> [Exercise] Please copy the records from the line containing "# test: point to the man's" through the end of the records, requests included, adding 98 to every point coordinate in the answers while leaving all other numbers unchanged.

╭──

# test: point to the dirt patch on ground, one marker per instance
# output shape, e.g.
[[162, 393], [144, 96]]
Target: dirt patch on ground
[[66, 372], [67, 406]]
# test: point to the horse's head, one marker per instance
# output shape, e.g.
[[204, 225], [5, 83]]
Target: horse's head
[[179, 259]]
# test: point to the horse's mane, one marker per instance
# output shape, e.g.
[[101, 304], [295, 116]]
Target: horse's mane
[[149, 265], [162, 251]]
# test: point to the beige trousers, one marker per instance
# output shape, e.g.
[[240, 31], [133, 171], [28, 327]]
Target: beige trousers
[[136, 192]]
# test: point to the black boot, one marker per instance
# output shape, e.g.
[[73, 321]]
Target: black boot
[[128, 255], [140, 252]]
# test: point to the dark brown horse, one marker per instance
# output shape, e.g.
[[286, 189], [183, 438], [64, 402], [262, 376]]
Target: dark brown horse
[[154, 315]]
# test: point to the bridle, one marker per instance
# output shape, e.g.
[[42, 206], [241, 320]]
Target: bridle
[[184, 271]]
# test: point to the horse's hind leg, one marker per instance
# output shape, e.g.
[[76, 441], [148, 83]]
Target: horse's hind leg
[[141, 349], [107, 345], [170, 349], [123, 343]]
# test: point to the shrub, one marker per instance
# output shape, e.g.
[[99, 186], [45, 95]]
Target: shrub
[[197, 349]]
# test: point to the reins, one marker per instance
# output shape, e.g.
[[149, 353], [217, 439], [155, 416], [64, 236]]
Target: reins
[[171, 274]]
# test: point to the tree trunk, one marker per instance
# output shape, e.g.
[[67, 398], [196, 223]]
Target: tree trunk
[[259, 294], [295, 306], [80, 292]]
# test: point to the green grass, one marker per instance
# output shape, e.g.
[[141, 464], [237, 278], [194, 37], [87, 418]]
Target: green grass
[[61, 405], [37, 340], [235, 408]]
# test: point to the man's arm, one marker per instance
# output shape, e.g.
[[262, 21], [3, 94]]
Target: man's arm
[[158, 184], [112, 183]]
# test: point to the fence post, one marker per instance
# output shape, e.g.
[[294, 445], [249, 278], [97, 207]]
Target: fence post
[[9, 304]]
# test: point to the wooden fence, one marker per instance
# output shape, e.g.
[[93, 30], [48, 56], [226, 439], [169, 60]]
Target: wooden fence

╰──

> [Full solution]
# test: point to the man's arm, one marker per instance
# output shape, e.g.
[[262, 21], [3, 94]]
Target: man's arm
[[256, 282], [210, 281]]
# test: point to the fence post, one marker per instance
# output shape, e.g.
[[294, 445], [249, 278], [97, 207]]
Target: fence post
[[107, 402]]
# test: point to the wooden fence, one marker per instance
# output shape, e.g.
[[93, 30], [48, 56], [226, 439], [169, 60]]
Target: wooden fence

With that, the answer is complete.